PROBLEM REQUIREMENTS =>
Copy the data that follows exactly. Include no pictures.

EXERCISE DATA =>
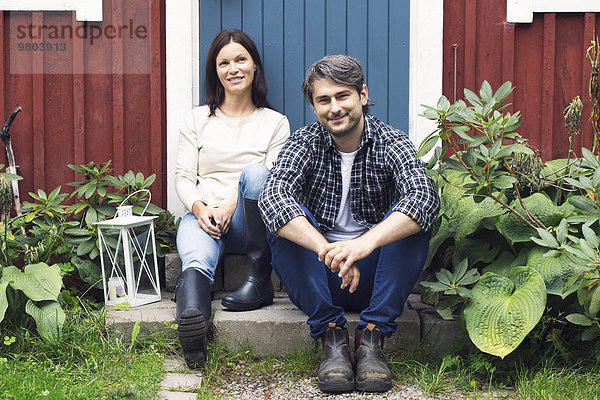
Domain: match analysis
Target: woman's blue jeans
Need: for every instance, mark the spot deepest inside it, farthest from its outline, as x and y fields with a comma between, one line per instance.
x=387, y=277
x=197, y=249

TASK RESULT =>
Domain: match analysis
Target: woman's blue jeans
Need: for every instance, mark the spot deepest inside it, farthest from its outline, as x and y fields with a comma between, one line per instance.
x=387, y=277
x=197, y=249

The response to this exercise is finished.